Task description: Find each line in the data below that contains the string "with" and copy those lines out. Matches are case-sensitive.

====

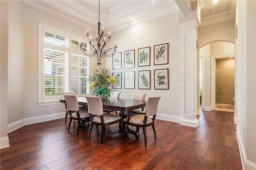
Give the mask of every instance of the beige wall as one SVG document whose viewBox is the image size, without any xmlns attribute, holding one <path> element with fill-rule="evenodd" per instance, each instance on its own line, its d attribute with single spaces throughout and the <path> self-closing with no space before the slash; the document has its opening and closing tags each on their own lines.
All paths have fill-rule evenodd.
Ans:
<svg viewBox="0 0 256 170">
<path fill-rule="evenodd" d="M 181 52 L 182 30 L 177 23 L 178 12 L 176 12 L 112 34 L 112 39 L 116 41 L 118 52 L 122 53 L 122 68 L 112 69 L 112 57 L 104 58 L 104 66 L 112 72 L 122 72 L 122 89 L 120 98 L 130 99 L 132 92 L 147 93 L 146 98 L 150 96 L 160 95 L 162 97 L 158 105 L 158 113 L 166 116 L 182 116 L 183 97 L 182 88 L 178 88 L 179 78 L 184 80 L 183 59 Z M 169 43 L 169 59 L 167 64 L 154 65 L 154 46 Z M 150 47 L 150 66 L 138 67 L 138 49 Z M 135 67 L 124 68 L 124 51 L 135 50 Z M 154 70 L 169 69 L 169 90 L 154 90 Z M 150 90 L 138 89 L 139 70 L 150 70 Z M 128 71 L 136 71 L 135 89 L 124 89 L 124 74 Z"/>
<path fill-rule="evenodd" d="M 209 42 L 225 41 L 235 43 L 234 20 L 199 27 L 199 48 Z"/>
<path fill-rule="evenodd" d="M 237 1 L 237 134 L 244 169 L 256 169 L 256 1 Z"/>
</svg>

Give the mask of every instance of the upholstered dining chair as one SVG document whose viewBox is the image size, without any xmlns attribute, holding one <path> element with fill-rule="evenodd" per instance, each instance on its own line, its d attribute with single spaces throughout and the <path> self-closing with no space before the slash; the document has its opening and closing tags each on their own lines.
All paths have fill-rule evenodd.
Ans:
<svg viewBox="0 0 256 170">
<path fill-rule="evenodd" d="M 104 113 L 102 102 L 99 96 L 85 96 L 84 97 L 87 101 L 88 112 L 90 114 L 91 122 L 89 139 L 91 139 L 92 130 L 94 124 L 96 126 L 101 126 L 101 144 L 103 143 L 103 133 L 105 131 L 106 126 L 119 122 L 121 127 L 120 131 L 122 135 L 122 117 L 112 114 Z M 93 117 L 93 115 L 94 116 Z"/>
<path fill-rule="evenodd" d="M 68 124 L 68 133 L 70 127 L 70 124 L 72 120 L 77 121 L 77 131 L 76 135 L 78 135 L 80 121 L 84 123 L 90 121 L 90 115 L 87 110 L 80 110 L 78 102 L 76 95 L 64 94 L 66 99 L 68 111 L 69 114 L 70 119 Z"/>
<path fill-rule="evenodd" d="M 124 123 L 123 127 L 125 127 L 126 124 L 135 126 L 136 127 L 137 132 L 138 132 L 140 127 L 142 127 L 143 129 L 145 147 L 147 146 L 146 127 L 152 126 L 155 135 L 155 140 L 156 139 L 154 124 L 160 98 L 161 98 L 160 96 L 149 97 L 146 103 L 145 111 L 140 110 L 130 111 L 128 112 L 128 116 L 123 120 Z M 131 115 L 131 113 L 136 113 L 136 114 Z M 153 117 L 152 117 L 150 116 L 152 116 Z M 124 130 L 123 133 L 130 133 L 130 132 L 125 132 L 125 130 Z M 124 139 L 124 133 L 123 135 L 122 140 Z"/>
<path fill-rule="evenodd" d="M 110 98 L 115 98 L 115 99 L 119 99 L 119 96 L 120 96 L 120 94 L 121 94 L 121 92 L 112 92 L 113 94 L 110 94 Z M 117 111 L 116 110 L 112 110 L 111 109 L 103 109 L 103 111 L 105 111 L 108 113 L 108 114 L 110 113 L 110 112 L 115 112 L 116 114 L 116 115 L 118 115 L 117 114 Z"/>
<path fill-rule="evenodd" d="M 72 94 L 73 95 L 76 95 L 75 92 L 62 92 L 63 94 Z M 65 96 L 64 96 L 64 99 L 65 98 Z M 68 108 L 67 107 L 67 104 L 65 104 L 65 107 L 66 107 L 66 117 L 65 117 L 65 123 L 67 122 L 67 118 L 68 117 Z M 79 110 L 83 110 L 84 109 L 84 106 L 82 105 L 79 105 Z"/>
<path fill-rule="evenodd" d="M 140 92 L 133 92 L 132 94 L 132 99 L 133 100 L 145 100 L 146 98 L 146 95 L 147 93 L 140 93 Z M 144 109 L 144 107 L 140 109 L 137 109 L 133 110 L 134 111 L 143 111 Z"/>
</svg>

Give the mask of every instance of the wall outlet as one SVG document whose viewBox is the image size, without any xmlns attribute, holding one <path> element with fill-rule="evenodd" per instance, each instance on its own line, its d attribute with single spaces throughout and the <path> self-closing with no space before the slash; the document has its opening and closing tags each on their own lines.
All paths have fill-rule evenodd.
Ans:
<svg viewBox="0 0 256 170">
<path fill-rule="evenodd" d="M 178 83 L 178 88 L 182 88 L 182 83 Z"/>
</svg>

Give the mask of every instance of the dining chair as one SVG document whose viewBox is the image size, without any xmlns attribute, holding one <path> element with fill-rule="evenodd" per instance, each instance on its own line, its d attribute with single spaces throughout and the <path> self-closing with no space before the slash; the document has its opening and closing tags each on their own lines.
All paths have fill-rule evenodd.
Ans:
<svg viewBox="0 0 256 170">
<path fill-rule="evenodd" d="M 133 92 L 132 94 L 132 99 L 133 100 L 145 100 L 146 95 L 146 94 L 147 93 Z M 142 107 L 141 108 L 133 110 L 133 111 L 136 111 L 140 110 L 143 111 L 144 109 L 144 107 Z"/>
<path fill-rule="evenodd" d="M 112 92 L 112 93 L 113 93 L 112 94 L 110 94 L 110 98 L 115 98 L 115 99 L 119 98 L 119 96 L 120 96 L 121 92 Z M 110 112 L 112 112 L 114 111 L 116 112 L 116 115 L 118 115 L 117 114 L 117 111 L 116 110 L 103 109 L 103 111 L 106 112 L 108 113 L 108 114 L 110 114 Z"/>
<path fill-rule="evenodd" d="M 84 123 L 90 121 L 90 115 L 87 110 L 80 110 L 78 101 L 76 95 L 64 94 L 64 97 L 66 99 L 68 111 L 70 117 L 68 124 L 68 133 L 70 127 L 70 124 L 72 120 L 77 121 L 77 131 L 76 135 L 78 135 L 80 121 Z"/>
<path fill-rule="evenodd" d="M 120 126 L 121 127 L 119 131 L 122 135 L 122 117 L 112 114 L 104 113 L 102 102 L 99 96 L 85 96 L 84 97 L 87 101 L 88 112 L 90 114 L 91 122 L 89 139 L 91 139 L 92 130 L 94 124 L 96 126 L 101 126 L 101 144 L 103 143 L 103 132 L 105 131 L 106 126 L 119 122 Z M 94 116 L 93 116 L 94 115 Z"/>
<path fill-rule="evenodd" d="M 76 94 L 75 92 L 62 92 L 63 94 L 72 94 L 73 95 L 76 95 Z M 65 96 L 64 97 L 64 99 L 65 98 Z M 68 117 L 68 108 L 67 107 L 67 104 L 65 104 L 65 107 L 66 107 L 66 116 L 65 117 L 65 123 L 67 122 L 67 118 Z M 79 105 L 79 110 L 83 110 L 84 109 L 84 106 L 82 105 Z"/>
<path fill-rule="evenodd" d="M 142 127 L 143 129 L 145 147 L 147 146 L 146 127 L 152 126 L 155 135 L 155 141 L 156 139 L 154 123 L 160 98 L 161 98 L 160 96 L 149 97 L 146 103 L 145 111 L 140 110 L 129 111 L 128 112 L 128 116 L 123 120 L 123 125 L 122 126 L 123 127 L 125 127 L 126 124 L 136 127 L 137 132 L 139 132 L 140 127 Z M 131 115 L 131 113 L 136 113 L 136 114 Z M 151 116 L 153 116 L 153 117 L 152 117 Z M 123 135 L 122 140 L 124 139 L 124 133 L 132 133 L 132 132 L 130 131 L 126 132 L 125 130 L 123 130 L 123 133 L 124 135 Z"/>
</svg>

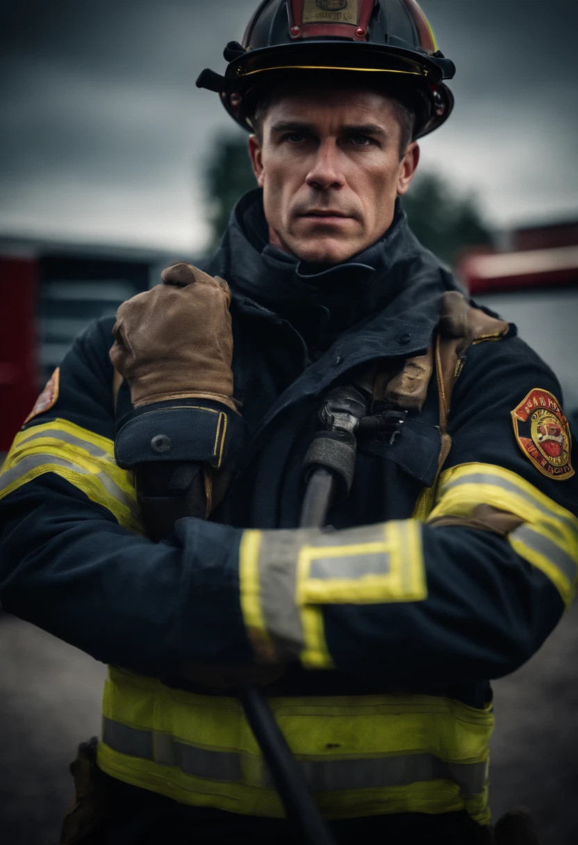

====

Result for this task:
Give the mask of every instance of the beige wall as one SVG document whose viewBox is the image size, without any xmlns attribute, holding one <path> element with fill-rule="evenodd" per instance, each instance on its own line, its d attribute with single spaces throughout and the <path> self-closing with no space before the slash; the document has its opening and closing tags each on their own lines.
Give the mask of every instance of the upholstered dining chair as one SVG document whose viewBox is the image size, without any xmlns attribute, holding one <path> element with fill-rule="evenodd" per instance, each instance on its own line, its d attribute with single spaces throughout and the <path> self-closing with no space before the slash; the document has its opening and closing tags each on their own lines.
Give the mask of every instance of the wall outlet as one SVG document whose viewBox is the image size, without any xmlns attribute, holding one <path> element with fill-rule="evenodd" per instance, each instance on its own line, its d attribute with single spaces throughout and the <path> self-closing with no space before the slash; the document has its opening and closing tags each on their own lines.
Give the mask of every instance of the dining chair as one SVG document whose viewBox is the image size, without any xmlns attribute, holding one <path> element with fill-rule="evenodd" per instance, each instance on its own line, its d attribute with single spaces throughout and the <path> self-closing with no space before the slash; the document has its opening and closing tags each on their own lines.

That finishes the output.